- _Directions_: Write out the entries below exactly as they stand. Skip every image.

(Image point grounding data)
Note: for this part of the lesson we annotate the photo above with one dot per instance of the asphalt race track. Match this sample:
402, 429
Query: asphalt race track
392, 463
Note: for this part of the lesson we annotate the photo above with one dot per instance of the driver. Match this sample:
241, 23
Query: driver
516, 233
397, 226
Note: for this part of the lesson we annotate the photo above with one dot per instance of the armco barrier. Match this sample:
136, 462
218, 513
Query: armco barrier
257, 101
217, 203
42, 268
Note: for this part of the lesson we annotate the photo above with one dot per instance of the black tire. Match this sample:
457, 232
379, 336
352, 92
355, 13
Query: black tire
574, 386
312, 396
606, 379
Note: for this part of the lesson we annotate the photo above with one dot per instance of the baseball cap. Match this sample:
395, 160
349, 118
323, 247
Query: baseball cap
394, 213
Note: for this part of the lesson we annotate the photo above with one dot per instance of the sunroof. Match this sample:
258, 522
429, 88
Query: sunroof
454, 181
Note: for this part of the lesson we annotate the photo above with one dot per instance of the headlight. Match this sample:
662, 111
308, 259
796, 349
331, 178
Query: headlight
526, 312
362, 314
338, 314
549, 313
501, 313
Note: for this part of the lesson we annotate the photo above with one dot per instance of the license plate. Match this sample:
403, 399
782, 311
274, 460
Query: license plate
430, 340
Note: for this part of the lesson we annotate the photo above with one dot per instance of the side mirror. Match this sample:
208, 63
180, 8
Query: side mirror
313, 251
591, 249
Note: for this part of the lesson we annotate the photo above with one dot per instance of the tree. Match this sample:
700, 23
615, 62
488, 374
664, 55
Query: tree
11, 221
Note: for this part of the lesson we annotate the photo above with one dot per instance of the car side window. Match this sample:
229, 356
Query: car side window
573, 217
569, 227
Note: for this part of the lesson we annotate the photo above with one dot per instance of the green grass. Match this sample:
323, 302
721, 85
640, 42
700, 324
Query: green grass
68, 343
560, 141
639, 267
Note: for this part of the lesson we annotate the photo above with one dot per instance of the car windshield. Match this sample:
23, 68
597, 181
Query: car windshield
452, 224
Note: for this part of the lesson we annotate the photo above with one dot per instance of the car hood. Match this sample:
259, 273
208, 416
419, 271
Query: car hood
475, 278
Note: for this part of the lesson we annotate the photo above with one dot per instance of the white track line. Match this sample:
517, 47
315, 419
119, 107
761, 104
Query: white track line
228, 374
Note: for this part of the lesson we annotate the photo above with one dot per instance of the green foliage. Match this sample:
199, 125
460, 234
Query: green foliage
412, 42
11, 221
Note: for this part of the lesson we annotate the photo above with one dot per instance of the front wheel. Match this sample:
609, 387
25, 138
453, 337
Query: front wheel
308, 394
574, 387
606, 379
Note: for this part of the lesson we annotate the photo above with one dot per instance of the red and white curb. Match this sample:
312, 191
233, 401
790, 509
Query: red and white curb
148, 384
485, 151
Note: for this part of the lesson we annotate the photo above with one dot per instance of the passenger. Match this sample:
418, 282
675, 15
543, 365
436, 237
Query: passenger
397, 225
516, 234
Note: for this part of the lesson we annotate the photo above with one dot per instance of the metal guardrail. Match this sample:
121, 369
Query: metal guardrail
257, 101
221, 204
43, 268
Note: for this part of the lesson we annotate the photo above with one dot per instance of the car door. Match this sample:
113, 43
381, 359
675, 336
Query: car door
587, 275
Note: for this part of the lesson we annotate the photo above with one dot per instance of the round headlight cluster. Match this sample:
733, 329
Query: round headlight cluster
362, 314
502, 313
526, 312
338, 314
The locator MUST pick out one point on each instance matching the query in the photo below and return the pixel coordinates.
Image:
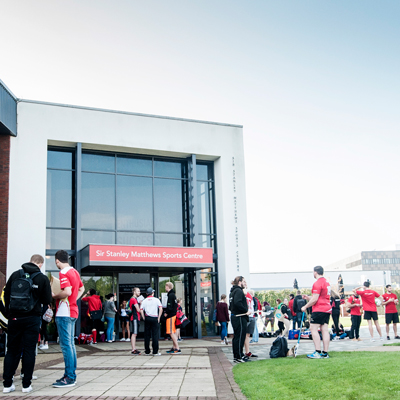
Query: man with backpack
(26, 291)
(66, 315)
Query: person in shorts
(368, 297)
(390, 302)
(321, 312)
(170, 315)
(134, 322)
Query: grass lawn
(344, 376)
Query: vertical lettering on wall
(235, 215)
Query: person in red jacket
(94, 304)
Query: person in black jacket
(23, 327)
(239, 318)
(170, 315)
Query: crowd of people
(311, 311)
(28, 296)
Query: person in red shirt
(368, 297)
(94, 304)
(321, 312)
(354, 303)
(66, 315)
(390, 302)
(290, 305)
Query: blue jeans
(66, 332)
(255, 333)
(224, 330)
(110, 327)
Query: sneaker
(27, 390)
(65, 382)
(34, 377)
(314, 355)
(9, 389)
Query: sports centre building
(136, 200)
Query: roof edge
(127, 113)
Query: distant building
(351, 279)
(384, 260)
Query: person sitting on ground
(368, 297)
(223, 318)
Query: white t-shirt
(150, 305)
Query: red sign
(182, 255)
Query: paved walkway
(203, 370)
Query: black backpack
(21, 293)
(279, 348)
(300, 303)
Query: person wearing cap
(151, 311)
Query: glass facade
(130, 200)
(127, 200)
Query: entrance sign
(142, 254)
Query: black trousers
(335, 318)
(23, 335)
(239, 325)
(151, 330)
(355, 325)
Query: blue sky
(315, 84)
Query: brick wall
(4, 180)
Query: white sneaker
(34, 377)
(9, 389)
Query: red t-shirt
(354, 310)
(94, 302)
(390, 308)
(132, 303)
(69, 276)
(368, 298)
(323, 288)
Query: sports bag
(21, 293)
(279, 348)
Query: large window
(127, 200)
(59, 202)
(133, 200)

- _Exercise response_:
Note: for this part of the lesson we annotate the photo above with one dot per instance of the asphalt race track. Match this sample:
402, 429
Query: asphalt race track
392, 463
Note: for this part of the lesson we annotate the photo above with one dot per instance of the driver. Match this sample:
241, 23
Query: driver
516, 233
397, 226
Note: for this part of the lesson we annotate the photo above with one dot per instance of the armco barrier. Match this sample:
136, 462
218, 513
Query: armco barrier
257, 101
217, 203
42, 268
Note: for this part of the lesson we annotate the photo above with one dot per instance of the black tire. Match this sample:
457, 232
379, 336
352, 92
355, 13
Query: black tire
574, 386
312, 396
606, 379
Note: for this part of the lesson we annotate the photo above with one dot per instance of the baseball cap. Match this sample:
395, 160
349, 118
323, 247
Query: baseball cap
394, 213
Note: for this part of the lesson we annotate the photo above with one dot per instance of the sunroof. Match this sample:
258, 522
429, 88
Query: sunroof
454, 181
Note: for this part of the lesson we annotate the photo above with one dot per instance of the headlight. Match this sample:
662, 111
308, 259
796, 349
331, 178
Query: headlight
526, 312
362, 314
338, 314
549, 313
501, 313
Note: for this part of the lesson we annotate the photo above with one dot per instance of the license plate. Match this sample:
403, 399
782, 311
274, 460
Query: license plate
430, 340
Note: for this part of the lesson we annotate the photo above with one dot per instance of the side mirror. Match this sample:
208, 63
180, 8
Query: side mirror
313, 251
591, 249
Note: for this part of the lesson we annotate the photo above with one dot per instance of the tree. Match this sample:
700, 23
615, 62
488, 374
664, 55
Query: tree
11, 221
Note: for this part of the lesson we annotate the photo above with one dot per instance of the car side window. Match this sample:
229, 356
Query: car side window
573, 217
569, 227
Note: for this part of the lesson we annotate the photo above with one dot per instance of the green grass. Match this sample:
323, 302
721, 85
640, 42
700, 324
Query: green grass
68, 343
560, 141
639, 267
Note: for this part of the lesson we annotate the photo above with one dot per instance of the car windshield. Match this sample:
23, 68
597, 181
Query: car windshield
452, 224
Note: for this part of the lesson we annotate the photo above with one dot per instance of the car hood. Match this sample:
259, 273
208, 416
419, 271
Query: car hood
475, 278
Note: for this part of the lesson we annotate the photo above with one dot per instance of the white track line. Match this sample:
517, 47
315, 419
119, 107
761, 104
Query: white track line
228, 374
Note: for this part of the lesson we annotate the photo above with one dot per instance of the green foliage. Match this sample:
199, 125
460, 234
Query: green foliage
412, 42
11, 221
Note: for this part of the lesson we annotate the photo above with one dot per instance of the front wheel. Match this sample:
609, 387
25, 138
453, 337
Query: front wheel
308, 394
574, 387
606, 379
Note: for this part of the lesson we annotate the photo above with one dot per instance of the red and white curb. Match this sample:
312, 191
233, 401
790, 509
Query: red and white curb
148, 384
485, 151
Note: for this part of the lesson we annotate the photo above with one dot per instance of the passenger. Match this sample:
418, 282
675, 15
543, 365
436, 237
Query: passenger
397, 225
516, 234
Note: for this part of the lesson we annotate the photo above with one dot per instance of the metal guardrail. Match this sample:
121, 369
Query: metal guardrail
257, 101
221, 204
43, 268
Note: for this part of the lesson we annotate the photo above with one dot per instance of the car door. Match this sample:
113, 43
381, 359
675, 336
Query: car door
587, 275
Note: for this part of the lesson we annotate the photo above with one dot per instance of the round headlight cluster. Match this sample:
733, 329
Query: round headlight cluster
362, 314
502, 313
526, 312
338, 314
The locator MUST pick out one point on each instance matching the query in the photo below and return the pixel coordinates.
Image:
Query: man with backpack
(26, 291)
(66, 315)
Query: person in shorts
(368, 297)
(390, 302)
(321, 312)
(170, 315)
(134, 322)
Query: grass lawn
(344, 376)
Query: vertical lettering on wall
(235, 215)
Query: person in red jacket
(94, 304)
Query: person in black jacket
(23, 327)
(239, 318)
(170, 315)
Query: crowd of people
(311, 311)
(28, 296)
Query: person in red shirt
(368, 297)
(94, 304)
(321, 312)
(354, 303)
(66, 315)
(390, 302)
(290, 305)
Query: blue jeans
(66, 332)
(255, 333)
(224, 330)
(110, 327)
Query: sneaker
(27, 390)
(65, 382)
(34, 377)
(314, 355)
(9, 389)
Query: sports centre building
(136, 200)
Query: roof edge
(127, 113)
Query: distant building
(351, 279)
(384, 260)
Query: person sitting on ground
(368, 297)
(223, 318)
Query: white t-shirt
(150, 305)
Query: red sign
(182, 255)
Query: paved walkway
(203, 370)
Query: black backpack
(21, 293)
(279, 348)
(300, 303)
Query: person wearing cap
(151, 311)
Query: glass facade
(130, 200)
(127, 200)
Query: entrance sign
(142, 254)
Query: black trousers
(335, 318)
(23, 335)
(239, 325)
(151, 330)
(355, 325)
Query: blue sky
(315, 84)
Query: brick wall
(4, 180)
Query: white sneaker
(34, 377)
(9, 389)
Query: red t-shirt
(354, 310)
(94, 302)
(390, 308)
(132, 303)
(69, 276)
(368, 298)
(323, 288)
Query: sports bag
(21, 293)
(279, 348)
Query: large window
(127, 200)
(59, 202)
(133, 200)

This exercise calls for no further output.